[Records from a data source]
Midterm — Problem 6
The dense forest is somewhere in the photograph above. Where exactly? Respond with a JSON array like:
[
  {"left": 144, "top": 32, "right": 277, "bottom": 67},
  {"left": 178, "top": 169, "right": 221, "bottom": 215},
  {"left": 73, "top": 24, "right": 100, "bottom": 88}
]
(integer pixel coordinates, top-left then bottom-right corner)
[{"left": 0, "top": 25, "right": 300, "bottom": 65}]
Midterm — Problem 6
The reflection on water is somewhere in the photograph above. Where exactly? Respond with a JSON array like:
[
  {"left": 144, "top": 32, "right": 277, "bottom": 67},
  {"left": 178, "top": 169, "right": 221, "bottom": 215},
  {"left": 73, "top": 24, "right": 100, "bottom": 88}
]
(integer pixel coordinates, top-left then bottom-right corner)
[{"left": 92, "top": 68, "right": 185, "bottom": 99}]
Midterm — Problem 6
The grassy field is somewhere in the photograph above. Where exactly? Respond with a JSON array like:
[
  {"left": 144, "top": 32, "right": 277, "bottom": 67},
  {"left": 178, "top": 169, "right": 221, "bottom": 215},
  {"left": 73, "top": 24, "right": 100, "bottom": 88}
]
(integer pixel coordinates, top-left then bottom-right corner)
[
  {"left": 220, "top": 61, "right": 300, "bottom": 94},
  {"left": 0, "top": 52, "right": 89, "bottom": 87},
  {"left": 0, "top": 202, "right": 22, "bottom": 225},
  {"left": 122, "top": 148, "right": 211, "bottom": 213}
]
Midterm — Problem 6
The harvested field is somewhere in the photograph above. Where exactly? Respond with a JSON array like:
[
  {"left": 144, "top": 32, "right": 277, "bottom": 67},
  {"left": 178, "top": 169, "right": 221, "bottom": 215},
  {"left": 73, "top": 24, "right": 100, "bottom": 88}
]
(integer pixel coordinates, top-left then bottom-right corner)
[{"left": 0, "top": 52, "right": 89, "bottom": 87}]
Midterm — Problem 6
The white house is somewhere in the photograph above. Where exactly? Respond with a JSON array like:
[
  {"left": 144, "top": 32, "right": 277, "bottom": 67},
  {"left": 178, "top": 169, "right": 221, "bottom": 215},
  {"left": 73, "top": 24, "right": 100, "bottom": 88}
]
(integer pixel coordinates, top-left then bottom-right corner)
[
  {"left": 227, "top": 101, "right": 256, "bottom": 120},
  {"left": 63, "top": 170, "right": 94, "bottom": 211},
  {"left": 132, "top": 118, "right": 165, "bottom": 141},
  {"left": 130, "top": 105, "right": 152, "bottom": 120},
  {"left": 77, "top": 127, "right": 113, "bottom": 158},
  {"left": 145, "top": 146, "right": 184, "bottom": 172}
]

---

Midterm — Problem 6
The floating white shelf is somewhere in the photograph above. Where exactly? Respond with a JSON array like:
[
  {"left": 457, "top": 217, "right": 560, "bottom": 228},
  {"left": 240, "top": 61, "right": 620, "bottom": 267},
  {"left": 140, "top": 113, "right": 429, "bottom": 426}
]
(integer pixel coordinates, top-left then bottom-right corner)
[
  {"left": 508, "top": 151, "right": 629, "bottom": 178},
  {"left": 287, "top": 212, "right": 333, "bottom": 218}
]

| To do |
Show each line of the data above that contains the word "Where". Treat uppercase and lowercase letters as different.

| Expected output |
The dense forest is somewhere in the photograph above. Where exactly? Respond with a JSON array like:
The reflection on water is somewhere in the photograph above. Where exactly? Respond with a JSON array like:
The grassy field is somewhere in the photograph above. Where exactly? Respond with a JSON array like:
The harvested field is somewhere in the photograph above. Where exactly? Respond with a JSON array like:
The white house is somewhere in the photograph above. Where exactly? Respond with a JSON array like:
The floating white shelf is somewhere in the photograph above. Where exactly? Respond with a JSON array like:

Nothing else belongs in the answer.